----- THE INPUT

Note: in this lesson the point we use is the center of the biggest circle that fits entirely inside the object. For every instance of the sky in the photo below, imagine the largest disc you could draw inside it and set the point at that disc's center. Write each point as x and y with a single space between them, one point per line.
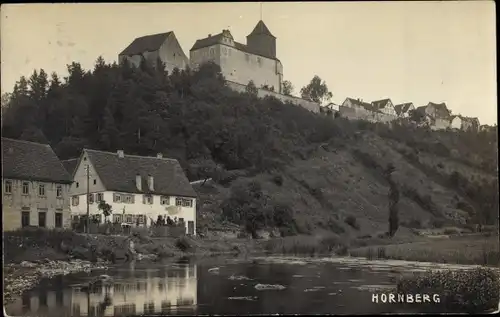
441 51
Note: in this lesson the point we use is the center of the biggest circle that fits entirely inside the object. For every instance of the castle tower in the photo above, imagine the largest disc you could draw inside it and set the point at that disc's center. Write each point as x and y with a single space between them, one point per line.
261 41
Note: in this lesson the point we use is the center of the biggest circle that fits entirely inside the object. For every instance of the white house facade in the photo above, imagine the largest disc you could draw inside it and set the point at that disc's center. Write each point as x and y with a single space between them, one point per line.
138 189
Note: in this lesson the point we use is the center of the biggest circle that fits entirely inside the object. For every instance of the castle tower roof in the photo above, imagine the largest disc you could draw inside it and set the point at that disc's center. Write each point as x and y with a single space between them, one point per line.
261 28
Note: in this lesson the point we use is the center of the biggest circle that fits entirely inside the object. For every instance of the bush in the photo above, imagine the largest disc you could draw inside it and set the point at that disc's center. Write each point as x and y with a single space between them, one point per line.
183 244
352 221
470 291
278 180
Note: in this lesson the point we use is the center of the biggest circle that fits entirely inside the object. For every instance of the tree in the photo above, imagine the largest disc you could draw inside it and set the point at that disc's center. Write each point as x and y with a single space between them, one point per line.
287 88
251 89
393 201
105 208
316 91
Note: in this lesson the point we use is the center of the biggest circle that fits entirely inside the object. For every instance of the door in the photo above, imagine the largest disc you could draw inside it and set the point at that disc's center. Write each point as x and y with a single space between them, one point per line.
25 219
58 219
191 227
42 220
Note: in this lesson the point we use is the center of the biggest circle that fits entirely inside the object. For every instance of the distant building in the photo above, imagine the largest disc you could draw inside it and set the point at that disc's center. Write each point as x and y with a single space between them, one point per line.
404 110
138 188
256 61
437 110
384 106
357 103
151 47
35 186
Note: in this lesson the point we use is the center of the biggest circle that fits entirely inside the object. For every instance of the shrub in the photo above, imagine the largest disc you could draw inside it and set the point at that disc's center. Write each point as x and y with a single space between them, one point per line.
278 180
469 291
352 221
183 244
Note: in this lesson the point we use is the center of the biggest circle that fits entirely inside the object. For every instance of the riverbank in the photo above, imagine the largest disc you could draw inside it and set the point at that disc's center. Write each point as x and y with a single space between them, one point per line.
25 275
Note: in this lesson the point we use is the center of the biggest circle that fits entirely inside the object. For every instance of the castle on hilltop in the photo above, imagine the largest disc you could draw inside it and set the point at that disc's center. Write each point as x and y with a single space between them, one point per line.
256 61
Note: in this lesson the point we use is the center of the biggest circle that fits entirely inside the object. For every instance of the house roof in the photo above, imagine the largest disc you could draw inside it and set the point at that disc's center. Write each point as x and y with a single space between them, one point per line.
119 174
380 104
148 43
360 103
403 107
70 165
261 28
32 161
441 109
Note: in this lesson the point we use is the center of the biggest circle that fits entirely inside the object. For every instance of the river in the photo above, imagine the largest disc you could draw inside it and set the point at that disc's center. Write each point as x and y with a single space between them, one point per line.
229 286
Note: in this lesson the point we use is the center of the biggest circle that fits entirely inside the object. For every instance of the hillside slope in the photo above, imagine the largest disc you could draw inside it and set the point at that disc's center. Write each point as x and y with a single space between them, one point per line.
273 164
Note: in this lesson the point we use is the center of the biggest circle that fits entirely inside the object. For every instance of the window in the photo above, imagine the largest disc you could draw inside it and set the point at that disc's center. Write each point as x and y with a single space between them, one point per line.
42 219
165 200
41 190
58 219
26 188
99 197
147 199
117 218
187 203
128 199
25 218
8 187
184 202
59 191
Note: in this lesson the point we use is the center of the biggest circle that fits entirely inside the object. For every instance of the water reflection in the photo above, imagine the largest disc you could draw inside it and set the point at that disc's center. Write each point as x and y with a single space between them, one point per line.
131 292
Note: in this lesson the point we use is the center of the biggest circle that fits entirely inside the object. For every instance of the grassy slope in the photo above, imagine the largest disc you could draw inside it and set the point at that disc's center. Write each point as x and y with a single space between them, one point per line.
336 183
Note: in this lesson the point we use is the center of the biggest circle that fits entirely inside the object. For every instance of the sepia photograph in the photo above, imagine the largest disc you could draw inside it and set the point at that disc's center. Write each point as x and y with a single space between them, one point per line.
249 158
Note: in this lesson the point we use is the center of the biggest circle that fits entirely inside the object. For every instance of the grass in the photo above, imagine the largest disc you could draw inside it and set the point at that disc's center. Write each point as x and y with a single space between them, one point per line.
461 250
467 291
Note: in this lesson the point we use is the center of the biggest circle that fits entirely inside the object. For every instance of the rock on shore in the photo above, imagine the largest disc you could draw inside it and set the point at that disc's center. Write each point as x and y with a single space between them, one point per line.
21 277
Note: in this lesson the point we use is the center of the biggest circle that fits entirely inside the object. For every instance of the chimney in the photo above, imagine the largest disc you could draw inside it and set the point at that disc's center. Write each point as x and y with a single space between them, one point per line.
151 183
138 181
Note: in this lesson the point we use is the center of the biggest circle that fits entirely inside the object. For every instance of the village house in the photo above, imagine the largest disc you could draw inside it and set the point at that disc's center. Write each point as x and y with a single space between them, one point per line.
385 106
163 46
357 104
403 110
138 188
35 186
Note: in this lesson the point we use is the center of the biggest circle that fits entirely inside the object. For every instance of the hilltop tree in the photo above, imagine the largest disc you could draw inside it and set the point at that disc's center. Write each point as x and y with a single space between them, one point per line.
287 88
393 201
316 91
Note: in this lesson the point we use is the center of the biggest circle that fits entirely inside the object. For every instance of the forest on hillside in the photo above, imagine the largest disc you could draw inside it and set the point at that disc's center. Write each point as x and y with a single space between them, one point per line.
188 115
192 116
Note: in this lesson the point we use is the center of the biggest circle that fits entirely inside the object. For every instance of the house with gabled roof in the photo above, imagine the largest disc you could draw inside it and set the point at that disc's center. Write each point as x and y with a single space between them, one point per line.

----------

#### [REQUIREMENTS]
Reproduce each entry precisely. Leave the pictures out.

#### [TASK RESULT]
Note: in this lesson the point we use is the center of the biggest circle that fits entirely inside the object. For every instance of the sky in the photo below, imagine the largest disc you could draw inside it and set the point at that disc's center. Write each point as x and y with a single space between them, one point per line.
441 51
Note: in this lesson the point we use is the center of the biggest circle that fits entirely inside the object. For every instance of the castle tower in the photo above, imagine the largest disc you could draw inside it and set the point at that disc's center. Write each point as x and y with a single space between them, one point per line.
261 41
Note: in this lesson the point we use is the center of the biggest circle that fits entirely inside the object. For every instance of the white house facade in the photo above, imagine the largest disc you could draw inside it and set the point at that disc's center. Write each point as x and y with a single space between them, one point per line.
138 189
Note: in this lesson the point we use is the center of the biggest circle that fits entirely inside the object. For every instance of the castle tower roof in the photo above, imagine the largest disc you could draw inside it and set the point at that disc's center. Write each point as x and y with a single space between them, one point per line.
261 28
Note: in this lesson the point we use is the center of the biggest circle that fits entirely inside the object. For every instance of the bush in the photo above, imagine the largest disc you could draw inside it and set the point at that disc's center. Write each point as x and y with a single space between them, one point per line.
183 244
352 221
470 291
278 180
Note: in this lesson the point we use is the center of the biggest circle that fits entirely inside the object. For every instance of the tree in the photo above, imagine the largest disc you could draw inside it and set the point at that disc's center. Write each point as x and y with a single space between them, one point per line.
287 88
251 89
393 201
105 208
316 91
Note: in this lesson the point we use is the center of the biggest circle that fits entirely inside the object. For every instance of the door in the photo above, imagine the largest disc you could draw inside it and set the point at that disc's center. Write each point as x and y with a single space between them, one point per line.
25 219
58 219
191 227
42 220
Note: in this lesson the point we use is the center of the biggest circle that fits entirely inside the object. For every instance of the distant building in the photo above, imagine the largest disc you could draw inside it and set the point at that disc's center. Write each point as x and y with a single space between them, one point per line.
404 110
138 188
256 61
437 110
384 106
357 103
151 47
35 186
Note: in this lesson the point we use is the center of the biggest circle that fits entirely inside the object. For every instance of the shrub in the photo above, imagine the largest disc you could draw inside it and set the point at that disc's center. Write each point as x and y with a single space between them, one point per line.
278 180
469 291
352 221
183 244
Note: in this lesson the point we use is the center of the biggest circle that fits entirely inside the object. For every instance of the riverbank in the photo above, imagine the largest disc you could draw inside it and set the point at that disc's center. Write each point as x and y with a single space between them, one point per line.
25 275
Note: in this lesson the point we use is the center of the biggest circle that fits entirely inside the object. For every instance of the castle on hilltop in the photo above, imagine the largest disc you could draw inside it and set the point at that disc's center. Write each point as x and y with a single space between them, one point per line.
256 61
Note: in this lesson the point we use is the center of the biggest circle that fits entirely inside the object. For every instance of the house roof in the photo above, imagine the largest disc you could draw inside it and set the point at that disc's center. Write each point as x and y with a single space between them, one point per line.
119 174
380 104
148 43
360 103
403 107
70 165
261 28
32 161
441 109
Note: in this lesson the point we use is the center of the biggest circle that fits entirely inside the object. For every instance of the river in the photo above, imagine the largest disc you could draw inside it and set the point at that disc's center. Write each point as x and y with a single space between them, one point per line.
229 286
Note: in this lesson the point we use is the center of the biggest circle that fits entirely inside the object. For every instance of the hillside slope in the photo above, imagine the largest disc you could draw inside it and set the point at that disc's center. Write each point as x and y with a single space between them, one point per line.
273 164
Note: in this lesson the point we use is the center of the biggest circle that fits entirely inside the object. For every instance of the window in the photo above, imagine the largest disc you could draw inside it and set the point at that disc's center. Write each point as x and y with a single space between them, one point per line.
42 219
165 200
41 190
58 219
26 188
99 197
147 199
117 218
187 203
128 199
25 218
8 187
184 202
59 191
Note: in this lesson the point we use is the center of the biggest circle that fits entirely inside the object. For every instance of the water reflection in the photo above, imagine the largest disc you could draw inside it and set the point at that disc's center. Write each point as x and y with a single space between them, one point per line.
131 292
Note: in this lesson the point we use is the center of the biggest circle that fits entirely inside the object. For every instance of the grassy slope in the photo above, imagine the largest disc you could draw inside it and set the point at that disc's center. Write each point as x and y with a single space between them, one point per line.
336 183
Note: in this lesson the point we use is the center of the biggest circle that fits entirely inside the object. For every instance of the sepia photograph in the photo above, imagine the largest disc you could draw inside it and set the point at that disc's center. Write each point as x and y with a single space between them, one point per line.
249 158
Note: in this lesson the point we use is the center of the biggest circle that fits entirely inside the object. For every instance of the grass in the photo above, imagine the largest disc you could draw inside it and set the point at that disc's center. Write each point as x and y with a single space between them, one point per line.
461 250
467 291
Note: in this lesson the point we use is the center of the biggest circle that fits entirely inside the object. For every instance of the rock on shore in the photo above, imagine the largest disc you could draw inside it and set the point at that disc's center. Write each point as x and y with a single space between them, one point per line.
21 277
Note: in this lesson the point we use is the center of the biggest circle that fits entirely inside the object. For every instance of the chimney in the photo above, imagine the largest disc you could draw inside it and set the point at that disc's center. Write each point as x and y with a single space between them, one point per line.
151 183
138 181
Note: in this lesson the point we use is the center of the biggest circle that fits entirely inside the object. For every instance of the village house in the photo above, imagine the largest disc you could draw inside it and set the point at that disc's center. Write each point as x and y with a single space between them, one point per line.
385 106
163 46
357 104
403 110
138 188
35 186
Note: in this lesson the point we use is the center of the biggest circle that fits entirely inside the object. For every instance of the hilltop tree in the photo above, imagine the largest disc you could draw inside it and set the point at that disc's center. Write each point as x and y with a single space between them, one point per line.
287 88
393 201
316 91
Note: in this lesson the point we use is the center of the biggest circle that fits entirely inside the object. For every instance of the forest on hillside in the photo above, imagine the largest disc you could draw inside it and set the point at that disc's center. Write each point as x and y with a single space between them, one point per line.
188 115
192 116
Note: in this lesson the point we use is the center of the biggest circle that fits entirely inside the object. For every instance of the house with gabled roof in the photo above, imagine the largest disc you could draw inside it and set the point at that disc's center. Write each point as x and y with a single space between them, one point per line.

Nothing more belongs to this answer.